> _SUPPLIED PASSAGE_:
►

In addition, we will also conduct rigorous physician-led evaluations to qualitatively assess the accuracy, completeness, and clinical usability of the summaries. These outputs will be benchmarked against off-the-shelf LLMs to quantify improvements in reliability and clinical relevance in our novel hybrid approach.
This rigorous testing and validation framework including quantitative validation using knowledge-grounded AI, and qualitative feedback from domain experts—ensures high-fidelity outputs suitable for clinical deployment. With this approach errors are minimized, identified early, and iterated upon in a controlled environment prior to scale-up.
How Will We Measure Success?
We will evaluate the success of this pilot using three core metrics:
Precision and Recall of Clinical Concepts: We will quantitatively compare the performance of our hybrid Knowledge Graph + LLM pipeline against baseline LLM models alone, assessing the accuracy and completeness of extracted clinical concepts across patient records.

◄

> _REQUIRED ACTIONS_:
(1) According to the evaluation plan passage, how many core metrics will be used to evaluate the success of the pilot?
(2) Rewrite the paragraph of the evaluation plan passage that begins "In addition, we will also conduct" in one shorter sentence, keeping its main facts.
None of the lines in the records is needed.

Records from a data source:
►

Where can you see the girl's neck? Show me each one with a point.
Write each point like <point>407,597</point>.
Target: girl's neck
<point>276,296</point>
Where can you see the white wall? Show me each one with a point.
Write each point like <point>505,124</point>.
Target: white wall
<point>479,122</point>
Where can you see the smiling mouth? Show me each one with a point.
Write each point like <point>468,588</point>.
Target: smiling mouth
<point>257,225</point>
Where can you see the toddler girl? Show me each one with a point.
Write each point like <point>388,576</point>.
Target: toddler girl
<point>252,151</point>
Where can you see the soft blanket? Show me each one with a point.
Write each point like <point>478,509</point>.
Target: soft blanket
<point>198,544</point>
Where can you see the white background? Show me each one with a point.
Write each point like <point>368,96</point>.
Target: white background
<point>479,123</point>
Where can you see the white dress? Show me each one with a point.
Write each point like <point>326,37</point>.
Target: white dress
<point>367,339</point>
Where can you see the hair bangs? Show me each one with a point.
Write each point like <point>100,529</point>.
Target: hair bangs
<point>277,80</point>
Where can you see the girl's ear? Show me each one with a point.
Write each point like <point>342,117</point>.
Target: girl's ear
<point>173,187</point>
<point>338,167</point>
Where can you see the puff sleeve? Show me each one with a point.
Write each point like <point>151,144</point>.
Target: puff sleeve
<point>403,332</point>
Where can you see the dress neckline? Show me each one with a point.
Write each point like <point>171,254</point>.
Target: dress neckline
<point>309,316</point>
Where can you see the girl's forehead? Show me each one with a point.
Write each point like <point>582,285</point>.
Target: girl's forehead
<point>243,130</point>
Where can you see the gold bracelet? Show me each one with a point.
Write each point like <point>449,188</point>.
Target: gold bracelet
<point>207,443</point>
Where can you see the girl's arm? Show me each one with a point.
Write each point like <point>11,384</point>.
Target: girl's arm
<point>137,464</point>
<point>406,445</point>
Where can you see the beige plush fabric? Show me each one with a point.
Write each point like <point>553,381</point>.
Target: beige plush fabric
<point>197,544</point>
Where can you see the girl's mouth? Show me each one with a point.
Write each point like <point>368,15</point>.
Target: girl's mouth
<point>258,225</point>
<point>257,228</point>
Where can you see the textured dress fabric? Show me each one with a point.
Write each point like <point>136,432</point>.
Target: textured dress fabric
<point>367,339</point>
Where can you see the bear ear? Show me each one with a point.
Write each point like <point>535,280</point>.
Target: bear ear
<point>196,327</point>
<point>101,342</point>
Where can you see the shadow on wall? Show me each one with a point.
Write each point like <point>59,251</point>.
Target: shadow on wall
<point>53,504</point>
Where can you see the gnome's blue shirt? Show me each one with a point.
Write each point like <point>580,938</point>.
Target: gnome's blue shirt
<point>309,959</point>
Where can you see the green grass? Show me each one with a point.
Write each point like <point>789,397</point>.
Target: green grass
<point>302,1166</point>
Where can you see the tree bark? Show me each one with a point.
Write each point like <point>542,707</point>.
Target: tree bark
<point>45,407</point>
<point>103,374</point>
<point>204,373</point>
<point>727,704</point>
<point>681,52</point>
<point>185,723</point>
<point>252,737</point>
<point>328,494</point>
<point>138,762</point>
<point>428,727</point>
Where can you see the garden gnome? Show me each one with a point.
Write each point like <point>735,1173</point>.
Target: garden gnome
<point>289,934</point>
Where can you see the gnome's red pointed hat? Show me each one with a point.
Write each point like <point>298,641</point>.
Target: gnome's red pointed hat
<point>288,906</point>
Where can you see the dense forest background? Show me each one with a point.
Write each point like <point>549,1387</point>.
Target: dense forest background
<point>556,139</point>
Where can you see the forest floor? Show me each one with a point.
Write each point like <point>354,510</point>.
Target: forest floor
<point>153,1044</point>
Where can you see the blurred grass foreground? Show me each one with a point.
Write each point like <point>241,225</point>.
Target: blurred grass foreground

◄

> _ANSWER LIST_:
(1) Three core metrics.

(2) Physicians will qualitatively assess the summaries for accuracy, completeness, and clinical usability, and the outputs will be benchmarked against off-the-shelf LLMs to quantify the hybrid approach's improvements in reliability and clinical relevance.